▸ **SOAL LATIHAN 1**
Jawablah pertanyaan berikut berdasarkan teks tentang fungsi dan pembaharuan hukum:
(a) Menurut teks, apa fungsi dasar hukum?
(b) Dengan cara apa perlindungan terhadap kepentingan manusia bisa dilakukan?
(c) Selain memperbaharui pasal-pasal yang kurang tepat, apa yang juga harus dikaji secara komperhensif?
▸ **SOAL LATIHAN 2**
Lanjutkan teks tentang fungsi dan pembaharuan hukum mulai dari kalimat terakhirnya.

Pada dasarnya hukum berfungsi
untuk melindungi kepentingan manusia baik bersifat individu maupun kolektif.
Banyaknya jumlah manusia dan beragamnya kepentingan mereka tidak mustahil
menimbulkan pergeseran antara yang satu dengan yang lainnya. Oleh karenanya
perlulah dilakukan perlindungan terhadap kepentingan tersebut untuk kehidupan
yang lebih baik. Perlindungan itu bisa dilakukan dengan membentuk suatu
peraturan atau kaidah dengan disertai sanksi yang bersifat mengikat dan
memaksa.
Sehubungan dengan itu, perlulah
kiranya membangun atau melakukan pembaharuan terhadap hukum khususnya
pembaharuan hukum pidana agar hukum tersebut tetap mempunyai wibawa. Pada
kajian mengenai membangun atau memperbaharui hukum bukan hanya memperbaharui
pasal-pasal yang kurang tepat diterapkan dengan keadaan sekarang, melainkan
juga harus dikaji secara komperhensif ide dasar dari pembentukan hukum yang
baru sehingga ketika diterapkan hukum tersebut tidak seperti tambal sulam.

▸ **CATATAN YANG DISEDIAKAN**
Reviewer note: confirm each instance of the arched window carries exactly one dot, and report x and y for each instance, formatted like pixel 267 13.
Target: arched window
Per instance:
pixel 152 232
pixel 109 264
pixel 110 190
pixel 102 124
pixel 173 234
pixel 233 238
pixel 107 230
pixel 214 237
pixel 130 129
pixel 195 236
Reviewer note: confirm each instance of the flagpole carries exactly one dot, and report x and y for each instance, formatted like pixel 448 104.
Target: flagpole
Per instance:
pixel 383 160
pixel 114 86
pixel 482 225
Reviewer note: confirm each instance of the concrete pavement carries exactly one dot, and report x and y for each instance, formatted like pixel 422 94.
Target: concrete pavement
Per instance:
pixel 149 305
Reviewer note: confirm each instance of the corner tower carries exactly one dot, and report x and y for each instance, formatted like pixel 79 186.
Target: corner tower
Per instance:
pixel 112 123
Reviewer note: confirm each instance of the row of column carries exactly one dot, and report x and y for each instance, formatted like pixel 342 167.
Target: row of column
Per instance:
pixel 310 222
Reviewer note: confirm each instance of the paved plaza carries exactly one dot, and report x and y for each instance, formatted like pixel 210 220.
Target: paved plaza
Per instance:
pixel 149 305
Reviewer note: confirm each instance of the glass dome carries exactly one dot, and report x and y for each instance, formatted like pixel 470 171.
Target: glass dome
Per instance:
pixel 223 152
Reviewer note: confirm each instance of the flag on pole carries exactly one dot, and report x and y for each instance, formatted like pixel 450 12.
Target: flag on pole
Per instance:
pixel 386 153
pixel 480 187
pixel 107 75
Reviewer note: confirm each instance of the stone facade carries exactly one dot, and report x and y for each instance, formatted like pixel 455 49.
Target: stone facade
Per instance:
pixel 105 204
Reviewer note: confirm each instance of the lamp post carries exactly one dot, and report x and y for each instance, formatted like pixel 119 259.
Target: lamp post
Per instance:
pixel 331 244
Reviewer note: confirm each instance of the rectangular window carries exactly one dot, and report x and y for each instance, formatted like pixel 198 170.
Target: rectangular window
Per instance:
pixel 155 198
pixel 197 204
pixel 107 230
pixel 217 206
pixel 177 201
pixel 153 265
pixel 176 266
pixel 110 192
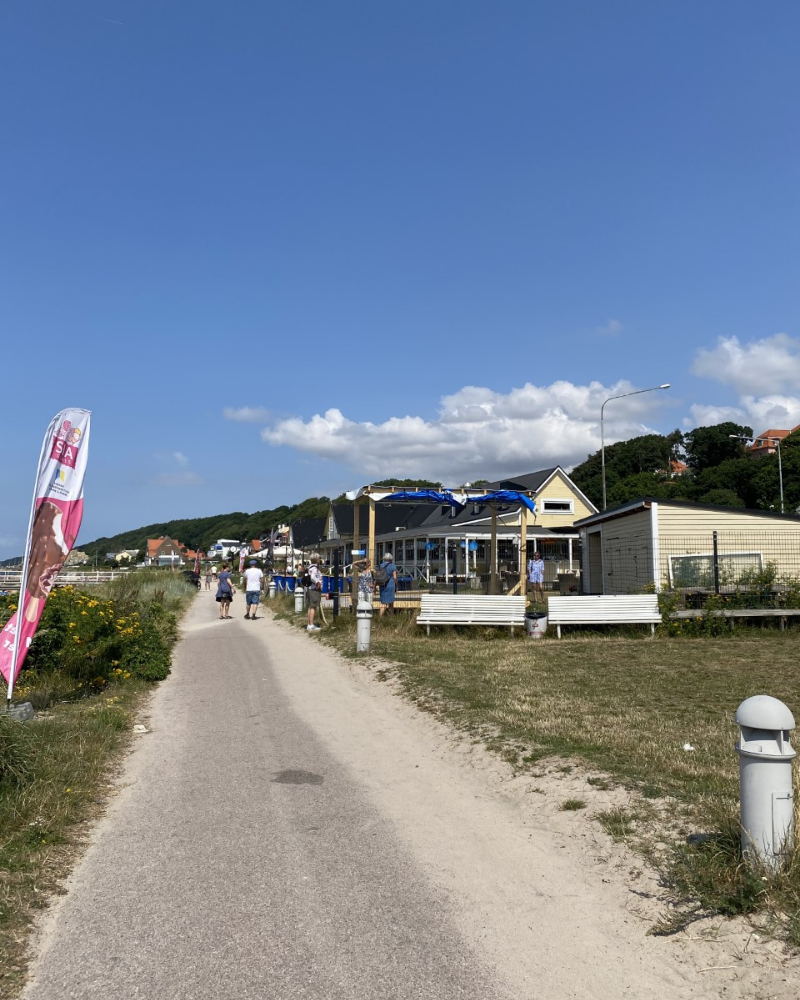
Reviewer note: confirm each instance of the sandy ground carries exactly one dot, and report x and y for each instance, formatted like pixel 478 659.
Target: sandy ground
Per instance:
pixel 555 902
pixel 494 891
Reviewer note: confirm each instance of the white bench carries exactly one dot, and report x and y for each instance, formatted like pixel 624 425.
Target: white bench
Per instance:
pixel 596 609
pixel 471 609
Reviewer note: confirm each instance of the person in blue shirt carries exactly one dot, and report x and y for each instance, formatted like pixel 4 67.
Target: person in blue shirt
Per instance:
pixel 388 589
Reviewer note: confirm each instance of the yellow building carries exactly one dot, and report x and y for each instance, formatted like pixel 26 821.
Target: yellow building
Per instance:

▸ **JAWABAN LATIHAN 1**
(a) Melindungi kepentingan manusia, baik yang bersifat individu maupun kolektif.
(b) Dengan membentuk suatu peraturan atau kaidah yang disertai sanksi yang bersifat mengikat dan memaksa.
(c) Ide dasar dari pembentukan hukum yang baru, sehingga ketika diterapkan hukum tersebut tidak seperti tambal sulam.

▸ **JAWABAN LATIHAN 2**
B. Rumusan
Masalah
Berdasarkan latar belakang masalah
yang telah penulis diuraikan diatas, dapat dirumuskan masalah yang akan
diteliti adalah bagaimana sistem pemidanaan dalam Ketentuan Umum Konsep RUU
KUHP baru?
BAB
II
PEMBAHASAN
A. PEMIDANAAN
Secara singkat sistem pemidanaan
dapat diartikan sebagai sistem pemberian atau penjatuhan pidana. Hulsman
mengemukakan bahwa sistem pemidanaan adalah “aturan perundang-undangan yang
berhubungan dengan sanksi pidana dan pemidanaan”.[1] Sistem pemberian atau penjatuhan
pidana atau sistem pemidanaan itu dapat dilihat dari dua sudut, yaitu dari
sudut fungsional dan sudut substantif. Sudut fungsional terdiri dari hukum
pidana materil, hukum pidana formal, dan hukum pelaksanaan pidana. Sedangkan
dari sudut subtantif terdiri dari aturan umum dan aturan khusus.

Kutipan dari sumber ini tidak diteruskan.